No Beans Chili Cheese Dip
Prep Time: 20 minutes
Cook Time: 25 minutes
Total Time: 45 minutes
- 16 ounces cream cheese, softened
- 1 cup sour cream
- 3 cups tomato sauce
- 3 cups vegetarian crumbles
- 1 packet Old El Paso Chili Seasoning Mix
- 2 cups old cheddar cheese, grated
Start by preheating your oven to 350 degrees.
Place the Yves into a large skillet and on medium-high heat, heat through for 5 minutes. (If you are using ground beef, sauté until cooked and drain the fat.)
Add the chili seasoning mix and the tomato sauce to the Yves and stir well to incorporate. Set aside.
Using your hand-held mixer, cream the cream cheese until smooth. Add the sour cream and mix together.

[Description of the task]
Write the next steps of the chili cheese dip recipe, picking up after the sour cream is mixed into the cream cheese.

[Dataset extract]
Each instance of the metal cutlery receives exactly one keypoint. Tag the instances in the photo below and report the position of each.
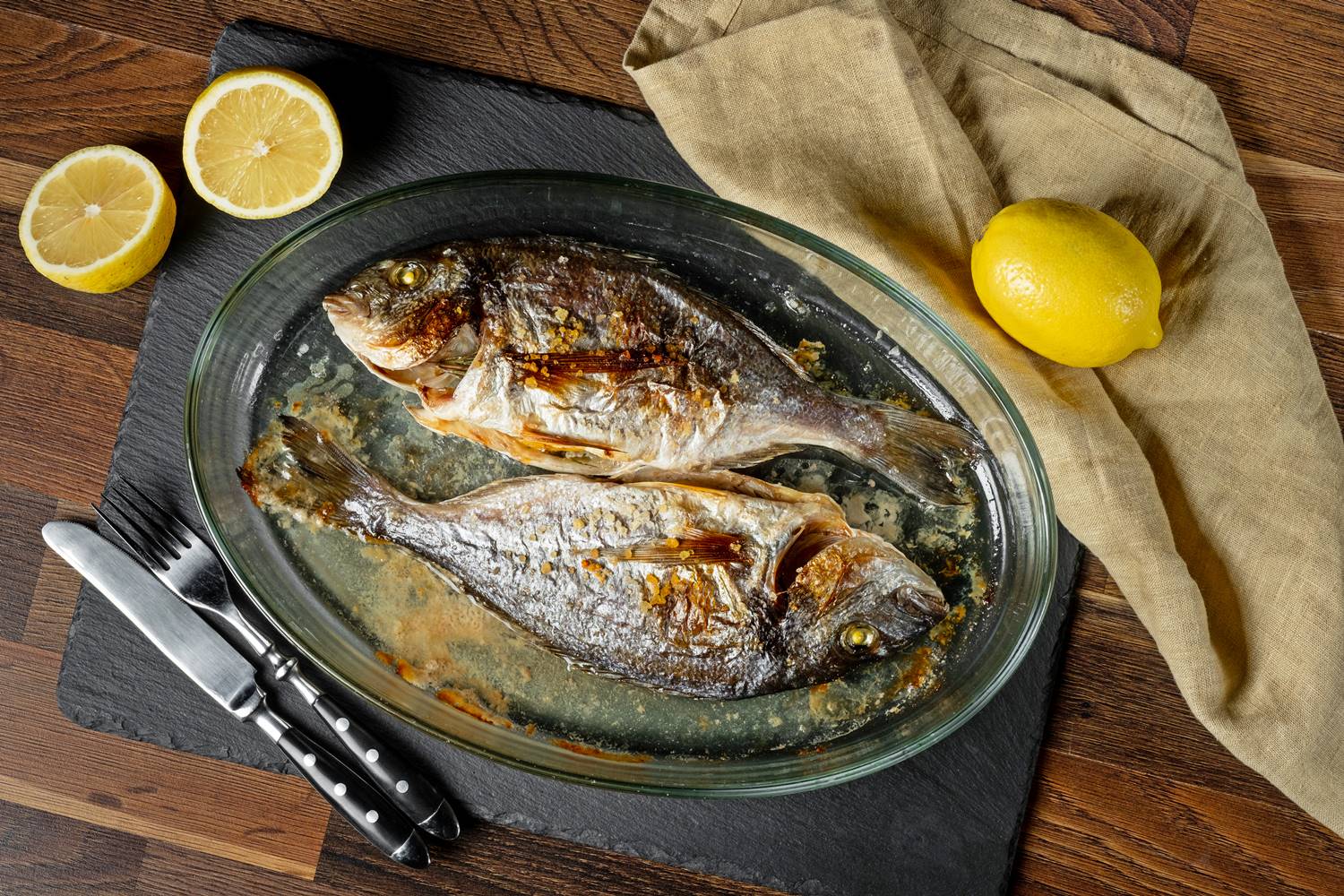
(191, 570)
(231, 681)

[Result of this task]
Spread the cream cheese mixture evenly in the bottom of a baking dish.
Top the cream cheese mixture with the Yves mixture. Spread evenly.
Lastly, top with the shredded cheese and bake for 25 minutes or until cheese is melted very well. If you like extra bubbly cheese, turn on your oven's broiler for the last 2 minutes. Keep a close eye on the cheese so that it doesn't burn.
Serve piping hot with your favourite nachos!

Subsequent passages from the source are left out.